Data entries:
○ ○ ○ ○ ○

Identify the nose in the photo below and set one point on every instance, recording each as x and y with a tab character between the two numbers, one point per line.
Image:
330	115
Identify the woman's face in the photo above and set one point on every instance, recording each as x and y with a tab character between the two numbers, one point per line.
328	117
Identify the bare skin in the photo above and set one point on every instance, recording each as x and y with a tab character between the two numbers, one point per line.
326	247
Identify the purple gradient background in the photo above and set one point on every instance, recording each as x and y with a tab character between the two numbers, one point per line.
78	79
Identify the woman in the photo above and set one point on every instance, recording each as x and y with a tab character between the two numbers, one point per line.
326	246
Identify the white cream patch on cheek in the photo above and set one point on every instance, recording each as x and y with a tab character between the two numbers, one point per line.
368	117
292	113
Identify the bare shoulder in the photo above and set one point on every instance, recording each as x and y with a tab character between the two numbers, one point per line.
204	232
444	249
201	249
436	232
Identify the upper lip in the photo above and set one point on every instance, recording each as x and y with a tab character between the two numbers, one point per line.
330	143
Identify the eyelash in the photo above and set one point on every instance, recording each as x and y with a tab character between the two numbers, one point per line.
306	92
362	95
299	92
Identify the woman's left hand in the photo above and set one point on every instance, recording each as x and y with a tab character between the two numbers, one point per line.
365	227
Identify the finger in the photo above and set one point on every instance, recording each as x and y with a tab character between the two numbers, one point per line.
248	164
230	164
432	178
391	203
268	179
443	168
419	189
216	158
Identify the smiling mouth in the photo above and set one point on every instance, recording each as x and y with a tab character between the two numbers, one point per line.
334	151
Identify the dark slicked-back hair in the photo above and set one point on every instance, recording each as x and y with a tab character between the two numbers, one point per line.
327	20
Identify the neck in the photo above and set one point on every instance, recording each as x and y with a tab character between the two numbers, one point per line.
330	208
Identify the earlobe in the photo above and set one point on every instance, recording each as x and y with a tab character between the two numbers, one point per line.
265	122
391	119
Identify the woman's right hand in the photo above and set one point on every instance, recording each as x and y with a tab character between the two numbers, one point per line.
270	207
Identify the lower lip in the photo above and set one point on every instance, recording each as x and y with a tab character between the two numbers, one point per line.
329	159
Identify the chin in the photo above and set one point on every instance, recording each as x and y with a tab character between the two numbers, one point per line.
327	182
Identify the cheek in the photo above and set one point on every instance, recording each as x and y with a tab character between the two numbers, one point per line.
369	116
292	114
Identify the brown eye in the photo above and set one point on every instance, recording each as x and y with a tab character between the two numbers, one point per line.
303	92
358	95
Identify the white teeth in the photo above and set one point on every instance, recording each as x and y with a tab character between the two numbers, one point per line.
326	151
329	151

○ ○ ○ ○ ○

**Short problem:**
Output every entry shown above, exactly.

**Solution below:**
Identify the nose in the photo below and set one point on every instance, recording each as x and y with a tab character between the two numbers, one point per line.
Image:
330	115
Identify the woman's face in the photo above and set one point on every instance, recording each as x and y with a tab character between the two numbers, one point per line.
328	117
Identify the bare skin in the photo above and set one point on every instance, recording each as x and y with a tab character between the two numbers, one point per line.
326	247
Identify the purple gradient background in the photo above and set one point on every instance, recording each as x and y with a tab character between the two numbers, one point per line.
78	79
Identify the woman in the photo above and set one point on every instance, recording each as x and y with a tab character between the two numbers, one point per line.
326	246
Identify the white cream patch on cheek in the photo above and set one point on every instance, recording each as x and y with a tab character between the two numbers, one point per line.
368	117
292	113
Identify the bare shoulder in the photo above and set one point on every instance, recording each as x and y with a tab character between the two numbers, one point per line.
204	232
444	249
201	249
436	232
Identify the upper lip in the photo above and set one point on every instance, recording each as x and y with a tab character between the two numbers, one point per line.
330	143
Identify the eyelash in the photo above and set one point on every instance, recording each as x and y with a tab character between the two numbers, one point per line.
306	92
362	95
299	92
Identify the woman's left hand in the photo above and set one point on every instance, recording each as x and y with a tab character between the two numbers, one point per line.
365	227
Identify the finger in the photo above and set one point on every instance, recording each as x and y with a tab character between the two numbers, one point per line.
248	164
230	164
432	178
391	203
268	179
443	168
419	189
216	158
Identify the smiling mouth in the photo above and set one point on every instance, recording each as x and y with a tab character between the two numbers, one point per line.
334	151
Identify the dark slicked-back hair in the photo above and set one point on every instance, recording each as x and y with a tab character between the two numbers, one point per line.
327	20
Identify the neck in the photo above and set one point on every instance, recording each as x and y with a tab character between the two numbers, one point per line.
330	208
Identify the earlobe in the photo above and set one point on every instance, recording each as x and y with a tab character between the two numbers, one point per line.
265	122
391	119
Identify the woman's right hand in the photo above and set one point on every instance, recording each as x and y with a tab character between the two numbers, one point per line.
270	207
Identify the lower lip in the photo above and set one point on every instance, recording each as x and y with a tab character between the two numbers, one point per line.
329	159
Identify the chin in the photo above and set one point on every instance, recording each as x and y with a tab character between the two numbers, one point per line.
327	182
Identify the cheek in the photo above and set one point on every instance, recording each as x and y with a tab character between the two numbers, one point per line.
369	116
292	114
Identify the brown eye in the photo above and set one point on every instance, recording each as x and y with a tab character between the two numbers, one point per line.
303	92
358	95
Identify the white teeth in the photo above and set one point on every instance, recording each as x and y with a tab character between the two numbers, one point per line.
326	151
329	151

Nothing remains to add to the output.